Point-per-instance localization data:
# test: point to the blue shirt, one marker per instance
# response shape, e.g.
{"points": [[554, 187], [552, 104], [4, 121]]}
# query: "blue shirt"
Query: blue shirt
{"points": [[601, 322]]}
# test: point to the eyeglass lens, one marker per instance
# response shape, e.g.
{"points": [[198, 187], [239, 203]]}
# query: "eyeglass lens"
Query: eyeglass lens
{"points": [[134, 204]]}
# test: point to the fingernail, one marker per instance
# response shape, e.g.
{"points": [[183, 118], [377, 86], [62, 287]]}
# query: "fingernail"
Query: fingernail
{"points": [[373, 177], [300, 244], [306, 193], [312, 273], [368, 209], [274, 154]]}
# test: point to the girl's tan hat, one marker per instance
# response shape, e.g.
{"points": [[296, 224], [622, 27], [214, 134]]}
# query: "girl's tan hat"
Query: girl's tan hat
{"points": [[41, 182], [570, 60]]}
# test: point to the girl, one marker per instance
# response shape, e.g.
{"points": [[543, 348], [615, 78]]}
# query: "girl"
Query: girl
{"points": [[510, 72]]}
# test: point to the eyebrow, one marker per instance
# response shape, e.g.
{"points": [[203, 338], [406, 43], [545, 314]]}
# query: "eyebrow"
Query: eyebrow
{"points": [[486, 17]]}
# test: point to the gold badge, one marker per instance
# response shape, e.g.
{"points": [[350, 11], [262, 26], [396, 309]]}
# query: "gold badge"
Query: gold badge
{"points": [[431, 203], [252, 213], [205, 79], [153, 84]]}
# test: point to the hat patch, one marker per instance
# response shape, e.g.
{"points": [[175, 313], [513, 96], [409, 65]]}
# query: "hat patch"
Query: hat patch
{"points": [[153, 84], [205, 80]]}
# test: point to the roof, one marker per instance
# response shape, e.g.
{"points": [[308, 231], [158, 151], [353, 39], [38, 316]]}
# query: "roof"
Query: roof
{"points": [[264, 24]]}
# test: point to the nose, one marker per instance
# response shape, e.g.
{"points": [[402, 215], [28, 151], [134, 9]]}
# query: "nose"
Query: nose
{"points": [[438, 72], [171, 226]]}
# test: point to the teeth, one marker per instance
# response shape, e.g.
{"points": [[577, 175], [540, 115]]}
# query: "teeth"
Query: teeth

Exercise goal :: All of the data above is to be given again, word for word.

Result ::
# test: point to the blue shirt, one marker per instance
# response shape, e.g.
{"points": [[554, 187], [552, 104], [4, 121]]}
# query: "blue shirt"
Query: blue shirt
{"points": [[601, 322]]}
# test: point to the eyeglass lens, one marker per instance
# response shape, e.g.
{"points": [[198, 187], [239, 203]]}
# query: "eyeglass lens"
Query: eyeglass lens
{"points": [[134, 204]]}
# test: point to the fingernail, one marker per instance
# response shape, e.g.
{"points": [[183, 118], [377, 86], [62, 287]]}
# query: "fingernail"
Query: fingernail
{"points": [[373, 177], [300, 244], [306, 193], [312, 273], [368, 209], [274, 154]]}
# test: point to the girl's tan hat, one marker per instance
# response shape, e.g.
{"points": [[296, 224], [622, 27], [214, 134]]}
# query: "girl's tan hat"
Query: girl's tan hat
{"points": [[41, 182], [570, 60]]}
# test: point to the girl, one marker per instance
# response shape, e.g.
{"points": [[543, 348], [615, 78]]}
# query: "girl"
Query: girl
{"points": [[510, 72]]}
# test: point to the eyebrow, one marker per instance
# response shape, e.g.
{"points": [[203, 338], [406, 43], [545, 314]]}
# query: "eyebrow"
Query: eyebrow
{"points": [[486, 17]]}
# test: point to the gold badge, one marker per instance
# response shape, e.g.
{"points": [[350, 11], [262, 26], [396, 309]]}
# query: "gold badge"
Query: gold badge
{"points": [[431, 203], [252, 213], [205, 79], [153, 84]]}
# test: point to the hat patch, one marker per instance
# response shape, e.g.
{"points": [[175, 313], [513, 96], [409, 65]]}
# query: "hat patch"
Query: hat patch
{"points": [[153, 84], [205, 80]]}
# test: point to the roof, one marker per instance
# response shape, e.g.
{"points": [[308, 231], [158, 151], [353, 39], [38, 316]]}
# query: "roof"
Query: roof
{"points": [[264, 24]]}
# test: point to the nose, one marker per instance
# response shape, e.g.
{"points": [[402, 215], [28, 151], [134, 9]]}
# query: "nose"
Query: nose
{"points": [[438, 72], [171, 226]]}
# test: point to the teeth, one marker per instance
# response shape, e.g.
{"points": [[577, 175], [540, 115]]}
# query: "teeth"
Query: teeth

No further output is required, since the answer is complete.